## DATA FOR PROCESSING:

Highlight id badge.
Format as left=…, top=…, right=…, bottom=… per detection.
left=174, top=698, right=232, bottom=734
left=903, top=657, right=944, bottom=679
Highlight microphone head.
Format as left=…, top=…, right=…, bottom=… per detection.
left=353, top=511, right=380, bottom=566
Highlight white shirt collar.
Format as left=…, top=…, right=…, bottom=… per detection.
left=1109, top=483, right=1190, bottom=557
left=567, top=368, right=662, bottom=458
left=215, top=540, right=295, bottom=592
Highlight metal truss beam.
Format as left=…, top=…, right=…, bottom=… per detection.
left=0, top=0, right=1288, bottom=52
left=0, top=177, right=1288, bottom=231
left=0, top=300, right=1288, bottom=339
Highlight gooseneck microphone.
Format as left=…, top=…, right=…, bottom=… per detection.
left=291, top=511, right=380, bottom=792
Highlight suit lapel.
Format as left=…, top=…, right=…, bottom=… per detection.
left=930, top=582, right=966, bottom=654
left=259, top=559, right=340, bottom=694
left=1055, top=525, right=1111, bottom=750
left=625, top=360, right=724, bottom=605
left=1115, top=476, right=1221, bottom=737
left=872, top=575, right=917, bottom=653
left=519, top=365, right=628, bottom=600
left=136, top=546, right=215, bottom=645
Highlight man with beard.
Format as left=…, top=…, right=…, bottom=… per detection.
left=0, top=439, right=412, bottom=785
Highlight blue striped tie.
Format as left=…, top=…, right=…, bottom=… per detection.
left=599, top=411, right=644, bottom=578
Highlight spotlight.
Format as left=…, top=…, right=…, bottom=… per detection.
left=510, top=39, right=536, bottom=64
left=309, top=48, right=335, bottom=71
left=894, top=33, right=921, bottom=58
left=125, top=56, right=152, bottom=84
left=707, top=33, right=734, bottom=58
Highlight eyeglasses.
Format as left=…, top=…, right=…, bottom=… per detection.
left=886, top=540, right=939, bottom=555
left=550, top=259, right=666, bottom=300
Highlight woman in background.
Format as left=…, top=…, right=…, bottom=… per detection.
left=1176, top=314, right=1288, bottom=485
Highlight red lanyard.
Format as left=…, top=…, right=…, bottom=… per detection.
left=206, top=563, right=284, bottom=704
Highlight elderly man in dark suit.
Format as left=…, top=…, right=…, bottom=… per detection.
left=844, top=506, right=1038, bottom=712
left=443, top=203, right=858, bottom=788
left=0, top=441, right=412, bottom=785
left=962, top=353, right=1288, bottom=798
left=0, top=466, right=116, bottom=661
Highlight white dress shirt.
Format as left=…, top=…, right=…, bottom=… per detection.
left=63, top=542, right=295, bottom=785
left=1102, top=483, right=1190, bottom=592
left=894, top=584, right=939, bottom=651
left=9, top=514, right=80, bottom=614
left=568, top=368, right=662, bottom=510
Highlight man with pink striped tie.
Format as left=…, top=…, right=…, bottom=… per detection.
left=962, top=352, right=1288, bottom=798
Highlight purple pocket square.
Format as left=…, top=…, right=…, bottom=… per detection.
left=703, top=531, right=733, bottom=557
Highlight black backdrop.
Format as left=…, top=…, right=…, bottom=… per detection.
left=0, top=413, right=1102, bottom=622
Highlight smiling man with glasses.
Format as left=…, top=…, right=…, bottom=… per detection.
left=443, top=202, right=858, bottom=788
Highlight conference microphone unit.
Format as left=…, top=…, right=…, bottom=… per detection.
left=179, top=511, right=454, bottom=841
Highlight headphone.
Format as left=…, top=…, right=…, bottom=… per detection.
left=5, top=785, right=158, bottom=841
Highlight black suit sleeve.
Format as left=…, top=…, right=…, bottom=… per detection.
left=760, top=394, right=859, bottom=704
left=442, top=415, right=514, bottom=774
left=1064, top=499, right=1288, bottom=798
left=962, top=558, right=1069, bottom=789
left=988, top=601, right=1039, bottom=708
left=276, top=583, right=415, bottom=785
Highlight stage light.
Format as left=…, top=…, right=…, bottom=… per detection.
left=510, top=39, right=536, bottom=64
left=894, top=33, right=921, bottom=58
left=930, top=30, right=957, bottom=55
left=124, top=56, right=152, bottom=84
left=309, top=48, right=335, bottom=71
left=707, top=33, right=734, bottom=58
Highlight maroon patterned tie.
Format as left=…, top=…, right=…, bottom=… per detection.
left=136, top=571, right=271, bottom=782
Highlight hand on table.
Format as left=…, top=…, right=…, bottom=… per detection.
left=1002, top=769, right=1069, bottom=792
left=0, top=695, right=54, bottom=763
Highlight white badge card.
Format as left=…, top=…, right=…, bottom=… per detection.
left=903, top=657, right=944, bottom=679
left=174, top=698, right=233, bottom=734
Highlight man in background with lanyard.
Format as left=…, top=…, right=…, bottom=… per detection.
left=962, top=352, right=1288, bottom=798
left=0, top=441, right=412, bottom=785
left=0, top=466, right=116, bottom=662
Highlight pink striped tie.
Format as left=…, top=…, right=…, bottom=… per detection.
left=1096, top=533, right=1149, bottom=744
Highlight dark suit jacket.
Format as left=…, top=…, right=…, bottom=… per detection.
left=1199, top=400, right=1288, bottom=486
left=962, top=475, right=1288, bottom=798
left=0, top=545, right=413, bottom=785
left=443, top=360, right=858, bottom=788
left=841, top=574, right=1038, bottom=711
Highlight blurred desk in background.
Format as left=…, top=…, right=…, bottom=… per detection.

## STATED TASK:
Present the data above as a Markdown table with the columns Row and Data line. Give each non-blank line its own row, numbered in order.

## RESULT:
| Row | Data line |
|---|---|
| 1 | Highlight id badge. |
| 2 | Format as left=…, top=…, right=…, bottom=… per detection. |
| 3 | left=174, top=698, right=232, bottom=734 |
| 4 | left=903, top=657, right=944, bottom=679 |
| 5 | Highlight microphone head. |
| 6 | Format as left=…, top=…, right=…, bottom=… per detection. |
| 7 | left=353, top=511, right=380, bottom=566 |
| 8 | Highlight white shirt collar. |
| 9 | Format as left=…, top=…, right=…, bottom=… per detection. |
| 10 | left=1109, top=483, right=1190, bottom=557 |
| 11 | left=567, top=368, right=662, bottom=458 |
| 12 | left=215, top=540, right=295, bottom=592 |
| 13 | Highlight metal truss beam. |
| 14 | Format as left=…, top=…, right=…, bottom=… per detection. |
| 15 | left=0, top=0, right=1288, bottom=52 |
| 16 | left=0, top=177, right=1288, bottom=231 |
| 17 | left=0, top=300, right=1288, bottom=339 |
| 18 | Highlight gooseneck microphone. |
| 19 | Format as left=…, top=…, right=…, bottom=… per detection. |
| 20 | left=291, top=511, right=380, bottom=792 |
| 21 | Highlight suit lapel. |
| 22 | Format as left=…, top=…, right=…, bottom=… per detection. |
| 23 | left=930, top=582, right=966, bottom=654 |
| 24 | left=259, top=559, right=340, bottom=694 |
| 25 | left=1055, top=525, right=1111, bottom=750 |
| 26 | left=625, top=360, right=724, bottom=605 |
| 27 | left=1115, top=476, right=1221, bottom=737 |
| 28 | left=872, top=575, right=917, bottom=653 |
| 29 | left=519, top=365, right=628, bottom=600 |
| 30 | left=136, top=546, right=215, bottom=645 |
| 31 | Highlight man with beard. |
| 32 | Format as left=…, top=…, right=…, bottom=… per detection. |
| 33 | left=0, top=439, right=412, bottom=785 |
| 34 | Highlight blue striped tie. |
| 35 | Format as left=…, top=…, right=…, bottom=… per detection. |
| 36 | left=599, top=411, right=644, bottom=578 |
| 37 | Highlight spotlight. |
| 38 | Format as left=…, top=…, right=…, bottom=… per detection. |
| 39 | left=510, top=39, right=536, bottom=64 |
| 40 | left=309, top=48, right=335, bottom=71 |
| 41 | left=894, top=33, right=921, bottom=58 |
| 42 | left=125, top=56, right=152, bottom=84 |
| 43 | left=707, top=33, right=734, bottom=58 |
| 44 | Highlight eyeglasses. |
| 45 | Format as left=…, top=…, right=…, bottom=… per detection. |
| 46 | left=886, top=540, right=939, bottom=555 |
| 47 | left=550, top=259, right=666, bottom=300 |
| 48 | Highlight woman in background. |
| 49 | Format as left=…, top=…, right=…, bottom=… per detection. |
| 50 | left=1176, top=314, right=1288, bottom=485 |
| 51 | Highlight red lanyard. |
| 52 | Format as left=…, top=…, right=…, bottom=… per detection. |
| 53 | left=206, top=563, right=284, bottom=704 |
| 54 | Highlight elderly man in dark suit. |
| 55 | Format as left=…, top=…, right=…, bottom=… per detection. |
| 56 | left=844, top=506, right=1038, bottom=712 |
| 57 | left=443, top=203, right=858, bottom=788 |
| 58 | left=0, top=441, right=412, bottom=785 |
| 59 | left=962, top=353, right=1288, bottom=798 |
| 60 | left=0, top=466, right=116, bottom=661 |
| 61 | Highlight white dress shirt. |
| 62 | Format as left=…, top=…, right=…, bottom=… per detection. |
| 63 | left=63, top=542, right=295, bottom=785 |
| 64 | left=1102, top=483, right=1190, bottom=592 |
| 65 | left=894, top=584, right=939, bottom=651 |
| 66 | left=9, top=514, right=80, bottom=614 |
| 67 | left=568, top=368, right=662, bottom=510 |
| 68 | Highlight man with pink striped tie. |
| 69 | Format as left=…, top=…, right=…, bottom=… per detection. |
| 70 | left=962, top=352, right=1288, bottom=798 |
| 71 | Highlight purple pocket square. |
| 72 | Format as left=…, top=…, right=…, bottom=… per detection. |
| 73 | left=703, top=531, right=733, bottom=557 |
| 74 | Highlight black backdrop. |
| 75 | Format as left=…, top=…, right=…, bottom=… per detection. |
| 76 | left=0, top=413, right=1102, bottom=622 |
| 77 | Highlight smiling man with glasses. |
| 78 | Format as left=…, top=…, right=…, bottom=… per detection. |
| 79 | left=443, top=202, right=858, bottom=788 |
| 80 | Highlight conference microphone unit. |
| 81 | Format as left=…, top=…, right=…, bottom=… per detection. |
| 82 | left=179, top=511, right=454, bottom=841 |
| 83 | Highlight headphone. |
| 84 | Format as left=…, top=…, right=…, bottom=… per detection. |
| 85 | left=5, top=785, right=158, bottom=841 |
| 86 | Highlight black suit sleeve. |
| 87 | Format as left=…, top=…, right=…, bottom=… per detection. |
| 88 | left=760, top=394, right=859, bottom=704 |
| 89 | left=442, top=415, right=514, bottom=774 |
| 90 | left=1064, top=499, right=1288, bottom=798 |
| 91 | left=962, top=558, right=1069, bottom=789 |
| 92 | left=988, top=601, right=1039, bottom=708 |
| 93 | left=276, top=583, right=415, bottom=785 |
| 94 | Highlight stage light. |
| 95 | Format as left=…, top=…, right=…, bottom=… per detection. |
| 96 | left=510, top=39, right=536, bottom=64 |
| 97 | left=894, top=33, right=921, bottom=58 |
| 98 | left=930, top=30, right=957, bottom=55 |
| 99 | left=124, top=56, right=152, bottom=84 |
| 100 | left=309, top=48, right=335, bottom=71 |
| 101 | left=707, top=33, right=734, bottom=58 |
| 102 | Highlight maroon patterned tie. |
| 103 | Format as left=…, top=…, right=…, bottom=… per detection. |
| 104 | left=136, top=571, right=271, bottom=782 |
| 105 | Highlight hand on table. |
| 106 | Format as left=…, top=…, right=…, bottom=… per detection. |
| 107 | left=1002, top=769, right=1069, bottom=792 |
| 108 | left=0, top=695, right=54, bottom=763 |
| 109 | Highlight white badge card. |
| 110 | Format as left=…, top=…, right=…, bottom=… per detection. |
| 111 | left=903, top=657, right=944, bottom=679 |
| 112 | left=174, top=698, right=233, bottom=734 |
| 113 | Highlight man in background with lanyard. |
| 114 | Format as left=…, top=…, right=…, bottom=… per detection. |
| 115 | left=962, top=352, right=1288, bottom=798 |
| 116 | left=0, top=441, right=412, bottom=785 |
| 117 | left=0, top=466, right=116, bottom=662 |
| 118 | Highlight pink striped tie. |
| 119 | Format as left=…, top=…, right=…, bottom=… per detection. |
| 120 | left=1096, top=533, right=1149, bottom=744 |
| 121 | Highlight dark suit jacket. |
| 122 | Format as left=…, top=…, right=…, bottom=… per detection. |
| 123 | left=1199, top=400, right=1288, bottom=486 |
| 124 | left=962, top=475, right=1288, bottom=798 |
| 125 | left=0, top=545, right=413, bottom=785 |
| 126 | left=443, top=360, right=858, bottom=788 |
| 127 | left=841, top=574, right=1038, bottom=711 |
| 128 | Highlight blurred desk in background. |
| 129 | Format as left=…, top=…, right=…, bottom=… per detection. |